WHAT THIS TASK INVOLVES:
Copy out all of the data below, line for line, with nothing changed.
╭──
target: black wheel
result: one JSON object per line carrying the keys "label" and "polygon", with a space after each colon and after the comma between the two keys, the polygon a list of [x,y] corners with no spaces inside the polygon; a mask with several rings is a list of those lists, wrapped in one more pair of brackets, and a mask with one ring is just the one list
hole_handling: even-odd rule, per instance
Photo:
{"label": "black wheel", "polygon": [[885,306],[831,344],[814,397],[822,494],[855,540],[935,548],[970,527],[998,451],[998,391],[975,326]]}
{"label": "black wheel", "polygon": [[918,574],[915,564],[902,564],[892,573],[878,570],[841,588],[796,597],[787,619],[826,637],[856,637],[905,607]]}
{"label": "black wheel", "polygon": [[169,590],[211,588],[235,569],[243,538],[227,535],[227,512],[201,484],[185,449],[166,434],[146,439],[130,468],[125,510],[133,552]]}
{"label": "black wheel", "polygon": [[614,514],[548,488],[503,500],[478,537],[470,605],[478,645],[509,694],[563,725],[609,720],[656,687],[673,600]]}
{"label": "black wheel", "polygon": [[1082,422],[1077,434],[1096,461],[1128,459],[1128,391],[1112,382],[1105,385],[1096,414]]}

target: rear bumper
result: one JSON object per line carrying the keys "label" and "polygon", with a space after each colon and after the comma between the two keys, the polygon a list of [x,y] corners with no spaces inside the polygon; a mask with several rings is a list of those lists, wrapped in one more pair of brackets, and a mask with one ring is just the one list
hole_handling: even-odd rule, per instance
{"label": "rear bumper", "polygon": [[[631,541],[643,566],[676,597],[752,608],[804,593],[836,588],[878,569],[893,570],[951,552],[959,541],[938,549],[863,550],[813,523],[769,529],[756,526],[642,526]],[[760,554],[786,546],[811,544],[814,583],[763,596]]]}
╰──
RESULT FOR THIS TASK:
target: black wheel
result: one JSON object per line carrying the keys "label" and "polygon", with a space after each colon and after the comma between the two keys, the polygon a list of [x,y] corners with no spaces inside the polygon; a mask with several rings is a list of those lists, wrapped in one more pair of brackets, and a mask with one ring is just the one list
hole_handling: even-odd rule, per instance
Photo:
{"label": "black wheel", "polygon": [[885,306],[831,344],[814,397],[822,494],[855,540],[935,548],[970,527],[998,451],[998,391],[975,326]]}
{"label": "black wheel", "polygon": [[918,574],[915,564],[902,564],[892,573],[878,570],[841,588],[796,597],[787,619],[826,637],[856,637],[905,607]]}
{"label": "black wheel", "polygon": [[169,590],[211,588],[235,569],[243,538],[227,535],[227,512],[201,484],[185,449],[166,434],[146,439],[130,468],[125,510],[133,552]]}
{"label": "black wheel", "polygon": [[614,514],[548,488],[503,500],[478,537],[470,605],[478,645],[509,694],[563,725],[609,720],[656,687],[673,600]]}
{"label": "black wheel", "polygon": [[1082,422],[1077,434],[1096,461],[1128,459],[1128,391],[1112,382],[1105,385],[1096,414]]}

target: rear bumper
result: one JSON object per line carrying the keys "label" and "polygon", with a space after each colon and after the comma between the two keys, the polygon a list of [x,y] corners with no spaces inside the polygon; a mask with several rings is a list of those lists, wrapped in one more pair of brackets, and a mask with one ring is just the one list
hole_handling: even-odd rule, per instance
{"label": "rear bumper", "polygon": [[[631,541],[643,566],[676,597],[752,608],[804,593],[836,588],[878,569],[893,570],[951,552],[959,541],[938,549],[863,550],[813,523],[769,529],[756,526],[642,526]],[[760,554],[786,546],[811,544],[814,583],[763,596]]]}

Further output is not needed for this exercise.